* BEGIN Listing *

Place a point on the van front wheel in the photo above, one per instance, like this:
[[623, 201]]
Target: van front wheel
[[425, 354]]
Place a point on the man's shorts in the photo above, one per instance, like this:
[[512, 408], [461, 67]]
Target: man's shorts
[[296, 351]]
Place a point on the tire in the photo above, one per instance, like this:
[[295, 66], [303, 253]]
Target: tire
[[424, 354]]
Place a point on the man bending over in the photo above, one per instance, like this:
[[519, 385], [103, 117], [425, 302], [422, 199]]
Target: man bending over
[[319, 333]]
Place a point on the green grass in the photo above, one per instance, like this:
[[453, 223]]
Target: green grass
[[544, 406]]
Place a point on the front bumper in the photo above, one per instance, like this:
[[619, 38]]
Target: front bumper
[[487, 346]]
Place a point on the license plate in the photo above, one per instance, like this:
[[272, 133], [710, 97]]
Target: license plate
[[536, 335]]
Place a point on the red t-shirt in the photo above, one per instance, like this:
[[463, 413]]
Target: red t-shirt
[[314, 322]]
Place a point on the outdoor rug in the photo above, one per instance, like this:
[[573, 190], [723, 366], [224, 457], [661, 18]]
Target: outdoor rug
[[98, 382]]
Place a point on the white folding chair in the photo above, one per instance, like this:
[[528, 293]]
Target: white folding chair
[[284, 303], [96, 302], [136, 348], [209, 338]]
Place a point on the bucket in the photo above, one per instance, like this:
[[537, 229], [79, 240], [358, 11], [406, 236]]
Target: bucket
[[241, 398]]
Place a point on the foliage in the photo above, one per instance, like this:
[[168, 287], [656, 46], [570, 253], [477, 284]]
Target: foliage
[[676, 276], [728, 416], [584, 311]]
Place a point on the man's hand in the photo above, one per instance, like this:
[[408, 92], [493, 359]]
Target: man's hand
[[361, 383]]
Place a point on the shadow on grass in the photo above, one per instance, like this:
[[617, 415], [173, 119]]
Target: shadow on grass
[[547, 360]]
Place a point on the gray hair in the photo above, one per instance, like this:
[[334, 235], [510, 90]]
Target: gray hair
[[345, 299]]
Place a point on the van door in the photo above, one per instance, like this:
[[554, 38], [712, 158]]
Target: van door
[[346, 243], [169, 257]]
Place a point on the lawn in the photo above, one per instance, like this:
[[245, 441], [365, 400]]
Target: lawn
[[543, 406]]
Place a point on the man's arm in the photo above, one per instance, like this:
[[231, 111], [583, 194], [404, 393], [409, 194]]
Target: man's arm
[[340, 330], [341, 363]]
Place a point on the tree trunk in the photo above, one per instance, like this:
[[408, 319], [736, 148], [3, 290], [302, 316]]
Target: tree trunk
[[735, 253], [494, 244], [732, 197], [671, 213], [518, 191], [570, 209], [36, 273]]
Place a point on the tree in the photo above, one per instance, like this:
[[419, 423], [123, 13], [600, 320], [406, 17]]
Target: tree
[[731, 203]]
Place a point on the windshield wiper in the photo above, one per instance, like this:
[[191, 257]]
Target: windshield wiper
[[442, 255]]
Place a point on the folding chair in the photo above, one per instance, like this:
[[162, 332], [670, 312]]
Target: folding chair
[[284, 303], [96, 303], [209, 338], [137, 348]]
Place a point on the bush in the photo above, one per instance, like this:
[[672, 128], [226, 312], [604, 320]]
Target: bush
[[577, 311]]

* END Listing *

▸ **Task to complete**: Copy every one of the rows above word for word, in the same order.

▸ **Answer for this exercise**:
Place a point on the van front wheel in the photo above, one per instance, like this:
[[623, 201]]
Target: van front wheel
[[425, 354]]
Place a point on the man's shorts in the photo above, one per instance, like this:
[[512, 408], [461, 67]]
Target: man's shorts
[[296, 351]]
Place a point on the tire in the photo above, one per instance, like this:
[[295, 66], [303, 253]]
Target: tire
[[424, 354]]
Place a point on the man bending over in the photo above, one per instance, like this:
[[519, 385], [103, 117], [425, 302], [422, 199]]
Target: man bending over
[[319, 333]]
Place a point on the green grass in the photo above, one per instance, like this:
[[453, 223]]
Target: green grass
[[544, 406]]
Place a point on the front bumper in the photo above, one per instance, like this:
[[619, 38]]
Target: front bumper
[[487, 346]]
Place a point on the license plate in the photo above, one per instance, like this:
[[272, 133], [710, 97]]
Target: license plate
[[536, 335]]
Place a point on the red t-shirt in the photo above, one per instance, like this:
[[463, 413]]
Target: red t-shirt
[[314, 322]]
Place a point on the outdoor rug in the photo above, one per instance, like this:
[[573, 190], [723, 366], [224, 457], [661, 18]]
Target: outdoor rug
[[98, 382]]
Place a point on the white folding chair in the photo above, one per instance, like this:
[[528, 293]]
Target: white folding chair
[[284, 303], [96, 302], [136, 348], [209, 338]]
Place a point on the bucket in the photo above, one per instance, like this:
[[537, 229], [79, 240], [358, 11], [406, 236]]
Target: bucket
[[241, 398]]
Place a point on the foliage in the photo above, one per instance, like this:
[[168, 287], [656, 46], [570, 253], [477, 284]]
Target: foliage
[[676, 276], [728, 416], [584, 311]]
Place a point on the man's hand in the photo above, one per instance, like this:
[[408, 92], [493, 359]]
Target: man's hand
[[361, 383]]
Place a point on the shadow on grass in the photo above, one per instance, like this:
[[617, 415], [173, 119]]
Target: shadow on grass
[[547, 360]]
Place a point on the gray hair in the photo above, one per instance, like this:
[[334, 235], [510, 90]]
Target: gray hair
[[345, 299]]
Place a point on the van door in the photo above, one per instance, like this:
[[554, 38], [712, 158]]
Target: van door
[[346, 243], [169, 257]]
Place a point on the lawn in the photo above, one per instance, like this:
[[245, 441], [365, 400]]
Target: lawn
[[543, 406]]
Place a point on the man's arm in the photo above, one per instance, like this:
[[231, 111], [583, 194], [404, 393], [409, 194]]
Target: man's arm
[[340, 330], [341, 363]]
Place a point on the tree trunk in the photo above, one per instance, like this:
[[408, 319], [736, 148], [3, 290], [302, 316]]
Target: tree trunk
[[735, 253], [494, 244], [732, 197], [671, 213], [518, 191], [570, 209], [36, 273]]
Place a point on the tree in the photo above, one per instance, like this:
[[419, 423], [123, 13], [600, 320], [406, 17]]
Target: tree
[[731, 203]]
Place a point on the windshield wiper in the photo above, one per instance, like this:
[[191, 257]]
Target: windshield wiper
[[442, 255]]
Place a point on the folding chair in the photo above, one per instance, like this:
[[162, 332], [670, 312]]
Target: folding chair
[[284, 303], [96, 303], [209, 338], [137, 348]]
Place a point on the bush in the photo above, one per instance, like this:
[[672, 128], [226, 312], [604, 320]]
Target: bush
[[577, 311]]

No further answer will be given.